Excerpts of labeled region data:
::::

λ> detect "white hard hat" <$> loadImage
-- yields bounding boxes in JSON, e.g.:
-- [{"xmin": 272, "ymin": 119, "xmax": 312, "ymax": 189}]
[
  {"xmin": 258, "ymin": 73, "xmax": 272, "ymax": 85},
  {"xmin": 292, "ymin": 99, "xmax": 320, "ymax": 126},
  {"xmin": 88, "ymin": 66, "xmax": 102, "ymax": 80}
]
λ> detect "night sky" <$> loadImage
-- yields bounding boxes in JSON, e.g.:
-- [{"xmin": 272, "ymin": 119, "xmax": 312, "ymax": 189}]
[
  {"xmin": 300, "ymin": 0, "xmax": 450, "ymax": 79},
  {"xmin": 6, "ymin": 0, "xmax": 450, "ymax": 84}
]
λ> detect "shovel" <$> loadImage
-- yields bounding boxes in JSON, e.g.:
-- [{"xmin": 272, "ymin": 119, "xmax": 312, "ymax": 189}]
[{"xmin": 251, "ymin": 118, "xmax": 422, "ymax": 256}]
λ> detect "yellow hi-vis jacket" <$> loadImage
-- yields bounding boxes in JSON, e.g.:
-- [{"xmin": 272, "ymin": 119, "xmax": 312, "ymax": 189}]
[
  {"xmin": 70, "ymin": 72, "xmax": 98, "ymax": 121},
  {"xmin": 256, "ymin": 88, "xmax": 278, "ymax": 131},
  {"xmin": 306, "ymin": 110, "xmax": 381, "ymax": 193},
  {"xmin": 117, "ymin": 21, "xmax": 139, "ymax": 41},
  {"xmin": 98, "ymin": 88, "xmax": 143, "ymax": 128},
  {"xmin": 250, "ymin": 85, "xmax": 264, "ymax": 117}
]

::::

TASK INSTRUCTIONS: Copy out every line of the records above without changing anything.

OUTPUT OF THE EXERCISE:
λ> detect "white hard hat" <$> loadImage
-- yields bounding boxes in JSON, e.g.:
-- [{"xmin": 272, "ymin": 119, "xmax": 312, "ymax": 189}]
[
  {"xmin": 258, "ymin": 73, "xmax": 272, "ymax": 85},
  {"xmin": 292, "ymin": 99, "xmax": 320, "ymax": 126},
  {"xmin": 88, "ymin": 66, "xmax": 102, "ymax": 80}
]
λ> detect "night sky" <$> loadImage
-- yields bounding boxes in JSON, e.g.:
-- [{"xmin": 272, "ymin": 119, "xmax": 312, "ymax": 189}]
[
  {"xmin": 300, "ymin": 0, "xmax": 450, "ymax": 79},
  {"xmin": 6, "ymin": 0, "xmax": 450, "ymax": 84}
]
λ> detect "shovel" <$> loadImage
-- yields bounding boxes in JSON, e.g.:
-- [{"xmin": 272, "ymin": 119, "xmax": 312, "ymax": 189}]
[{"xmin": 251, "ymin": 118, "xmax": 422, "ymax": 256}]
λ> detect "yellow hi-vis jacket" <$> loadImage
-- yields bounding boxes in JSON, e.g.:
-- [{"xmin": 272, "ymin": 119, "xmax": 312, "ymax": 189}]
[
  {"xmin": 70, "ymin": 72, "xmax": 98, "ymax": 121},
  {"xmin": 256, "ymin": 88, "xmax": 278, "ymax": 131},
  {"xmin": 306, "ymin": 110, "xmax": 381, "ymax": 193},
  {"xmin": 117, "ymin": 21, "xmax": 139, "ymax": 41},
  {"xmin": 98, "ymin": 88, "xmax": 143, "ymax": 128},
  {"xmin": 250, "ymin": 85, "xmax": 264, "ymax": 117}
]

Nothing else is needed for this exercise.